*Task requirements*: Count the lines below that contain the word "front", and reply with the total alone.
***** Provided records
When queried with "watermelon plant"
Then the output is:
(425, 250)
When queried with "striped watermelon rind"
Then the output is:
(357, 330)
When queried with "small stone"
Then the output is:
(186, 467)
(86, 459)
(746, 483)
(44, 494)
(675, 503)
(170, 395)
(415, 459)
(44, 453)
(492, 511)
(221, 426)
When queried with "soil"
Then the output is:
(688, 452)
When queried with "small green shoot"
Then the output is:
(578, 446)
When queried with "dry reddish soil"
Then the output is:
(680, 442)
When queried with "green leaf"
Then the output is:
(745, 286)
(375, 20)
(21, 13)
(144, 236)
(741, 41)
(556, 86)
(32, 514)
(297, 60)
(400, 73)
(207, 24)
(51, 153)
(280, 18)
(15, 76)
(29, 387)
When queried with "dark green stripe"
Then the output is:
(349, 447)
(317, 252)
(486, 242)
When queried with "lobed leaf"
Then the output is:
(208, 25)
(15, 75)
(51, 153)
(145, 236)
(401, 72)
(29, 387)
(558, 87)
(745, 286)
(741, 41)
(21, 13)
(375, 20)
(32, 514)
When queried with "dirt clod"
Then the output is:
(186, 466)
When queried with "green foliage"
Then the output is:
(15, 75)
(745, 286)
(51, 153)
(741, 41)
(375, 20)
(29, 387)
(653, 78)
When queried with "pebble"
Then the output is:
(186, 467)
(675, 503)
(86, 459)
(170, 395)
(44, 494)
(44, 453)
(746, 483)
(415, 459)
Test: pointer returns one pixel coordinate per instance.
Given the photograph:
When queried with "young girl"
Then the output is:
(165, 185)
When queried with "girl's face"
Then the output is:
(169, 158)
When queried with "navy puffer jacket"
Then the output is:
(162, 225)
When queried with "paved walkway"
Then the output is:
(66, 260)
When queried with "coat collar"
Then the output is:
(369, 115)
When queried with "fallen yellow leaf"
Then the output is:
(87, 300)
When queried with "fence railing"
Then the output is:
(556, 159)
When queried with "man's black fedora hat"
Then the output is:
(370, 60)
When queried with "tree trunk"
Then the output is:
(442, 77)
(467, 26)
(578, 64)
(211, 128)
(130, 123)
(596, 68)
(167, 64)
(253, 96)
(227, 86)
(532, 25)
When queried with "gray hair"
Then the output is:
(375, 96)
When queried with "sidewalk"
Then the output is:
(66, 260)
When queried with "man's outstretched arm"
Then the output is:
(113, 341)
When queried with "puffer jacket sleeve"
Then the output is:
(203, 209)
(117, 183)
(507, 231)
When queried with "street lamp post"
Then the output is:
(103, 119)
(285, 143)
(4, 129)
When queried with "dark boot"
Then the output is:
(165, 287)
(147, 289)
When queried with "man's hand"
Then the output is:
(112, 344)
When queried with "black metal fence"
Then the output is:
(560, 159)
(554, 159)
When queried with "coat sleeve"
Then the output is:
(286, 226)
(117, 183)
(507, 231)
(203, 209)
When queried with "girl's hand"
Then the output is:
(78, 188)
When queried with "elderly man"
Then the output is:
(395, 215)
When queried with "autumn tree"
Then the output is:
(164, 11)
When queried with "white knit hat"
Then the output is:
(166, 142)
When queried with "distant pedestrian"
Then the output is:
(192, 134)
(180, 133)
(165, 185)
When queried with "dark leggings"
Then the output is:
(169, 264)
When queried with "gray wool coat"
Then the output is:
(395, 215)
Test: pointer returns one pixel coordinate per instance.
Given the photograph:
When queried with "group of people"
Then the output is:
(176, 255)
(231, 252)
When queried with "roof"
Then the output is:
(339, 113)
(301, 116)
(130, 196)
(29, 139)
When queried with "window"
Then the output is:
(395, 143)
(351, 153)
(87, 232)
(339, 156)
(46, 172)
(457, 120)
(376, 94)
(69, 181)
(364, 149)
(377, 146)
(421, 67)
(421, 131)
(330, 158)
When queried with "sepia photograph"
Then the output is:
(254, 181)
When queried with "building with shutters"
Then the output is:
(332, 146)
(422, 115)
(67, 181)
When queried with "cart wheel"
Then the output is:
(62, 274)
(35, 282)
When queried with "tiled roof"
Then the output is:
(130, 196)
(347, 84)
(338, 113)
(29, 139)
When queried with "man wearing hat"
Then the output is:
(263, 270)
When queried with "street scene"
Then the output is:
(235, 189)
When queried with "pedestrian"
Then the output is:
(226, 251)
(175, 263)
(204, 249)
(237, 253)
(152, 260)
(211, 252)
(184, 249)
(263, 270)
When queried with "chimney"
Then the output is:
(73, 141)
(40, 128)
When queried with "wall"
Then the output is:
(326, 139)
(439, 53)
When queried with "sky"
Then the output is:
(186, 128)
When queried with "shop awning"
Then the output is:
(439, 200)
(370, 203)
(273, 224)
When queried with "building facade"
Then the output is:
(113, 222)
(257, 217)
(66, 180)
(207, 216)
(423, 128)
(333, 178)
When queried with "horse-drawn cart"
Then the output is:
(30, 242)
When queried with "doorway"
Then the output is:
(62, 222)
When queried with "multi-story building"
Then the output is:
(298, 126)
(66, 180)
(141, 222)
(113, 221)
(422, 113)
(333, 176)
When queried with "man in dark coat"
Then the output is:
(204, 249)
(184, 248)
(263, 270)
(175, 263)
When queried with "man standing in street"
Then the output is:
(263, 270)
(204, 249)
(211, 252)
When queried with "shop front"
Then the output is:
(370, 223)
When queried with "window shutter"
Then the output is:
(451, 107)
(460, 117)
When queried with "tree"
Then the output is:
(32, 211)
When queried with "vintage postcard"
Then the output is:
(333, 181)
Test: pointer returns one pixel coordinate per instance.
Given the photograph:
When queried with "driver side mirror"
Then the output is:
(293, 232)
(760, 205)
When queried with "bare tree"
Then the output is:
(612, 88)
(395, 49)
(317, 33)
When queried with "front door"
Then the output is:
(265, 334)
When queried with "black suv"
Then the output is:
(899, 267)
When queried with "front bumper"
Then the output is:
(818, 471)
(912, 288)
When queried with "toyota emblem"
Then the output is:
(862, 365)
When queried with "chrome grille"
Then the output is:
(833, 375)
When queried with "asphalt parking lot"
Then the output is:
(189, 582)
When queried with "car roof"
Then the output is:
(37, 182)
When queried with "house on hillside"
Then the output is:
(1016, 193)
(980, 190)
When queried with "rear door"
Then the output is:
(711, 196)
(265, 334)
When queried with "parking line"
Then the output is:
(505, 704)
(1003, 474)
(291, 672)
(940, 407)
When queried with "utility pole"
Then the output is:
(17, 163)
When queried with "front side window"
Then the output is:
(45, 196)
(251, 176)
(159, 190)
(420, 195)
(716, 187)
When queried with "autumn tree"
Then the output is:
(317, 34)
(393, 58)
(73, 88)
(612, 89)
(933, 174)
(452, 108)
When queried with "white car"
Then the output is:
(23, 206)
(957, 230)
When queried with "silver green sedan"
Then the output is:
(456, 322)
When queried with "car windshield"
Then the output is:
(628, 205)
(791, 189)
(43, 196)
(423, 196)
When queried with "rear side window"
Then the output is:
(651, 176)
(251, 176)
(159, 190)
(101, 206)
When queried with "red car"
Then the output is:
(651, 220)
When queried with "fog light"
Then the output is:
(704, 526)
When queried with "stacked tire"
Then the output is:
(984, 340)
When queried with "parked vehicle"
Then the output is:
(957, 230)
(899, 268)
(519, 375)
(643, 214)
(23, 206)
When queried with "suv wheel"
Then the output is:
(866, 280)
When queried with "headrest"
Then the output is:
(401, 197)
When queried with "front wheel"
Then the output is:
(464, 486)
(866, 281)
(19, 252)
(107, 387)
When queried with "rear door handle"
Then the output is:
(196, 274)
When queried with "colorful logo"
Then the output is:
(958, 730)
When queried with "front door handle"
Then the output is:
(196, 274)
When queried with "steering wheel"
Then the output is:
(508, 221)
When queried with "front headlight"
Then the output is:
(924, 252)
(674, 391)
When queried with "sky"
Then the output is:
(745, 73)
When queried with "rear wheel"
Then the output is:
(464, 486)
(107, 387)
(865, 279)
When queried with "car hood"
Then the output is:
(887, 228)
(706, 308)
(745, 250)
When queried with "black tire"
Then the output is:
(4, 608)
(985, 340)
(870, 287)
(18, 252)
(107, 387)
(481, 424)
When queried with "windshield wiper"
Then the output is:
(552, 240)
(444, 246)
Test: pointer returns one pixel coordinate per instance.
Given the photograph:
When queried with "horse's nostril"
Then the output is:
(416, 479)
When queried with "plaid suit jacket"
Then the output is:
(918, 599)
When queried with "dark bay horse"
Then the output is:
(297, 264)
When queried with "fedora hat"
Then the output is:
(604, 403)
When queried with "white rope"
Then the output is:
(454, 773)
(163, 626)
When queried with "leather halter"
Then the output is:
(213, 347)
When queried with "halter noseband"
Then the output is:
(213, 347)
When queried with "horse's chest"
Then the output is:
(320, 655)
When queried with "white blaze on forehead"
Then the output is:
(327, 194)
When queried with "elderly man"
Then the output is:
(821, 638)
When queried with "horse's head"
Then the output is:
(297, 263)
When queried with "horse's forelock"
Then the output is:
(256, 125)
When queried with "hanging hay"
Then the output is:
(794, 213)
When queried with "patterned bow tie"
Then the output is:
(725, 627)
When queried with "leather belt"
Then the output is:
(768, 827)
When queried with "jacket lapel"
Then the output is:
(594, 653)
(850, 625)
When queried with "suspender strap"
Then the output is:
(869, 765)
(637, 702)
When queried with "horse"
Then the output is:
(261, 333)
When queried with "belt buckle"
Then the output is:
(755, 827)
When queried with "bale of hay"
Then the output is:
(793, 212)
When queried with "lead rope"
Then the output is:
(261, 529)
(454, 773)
**********
*Reply*: 7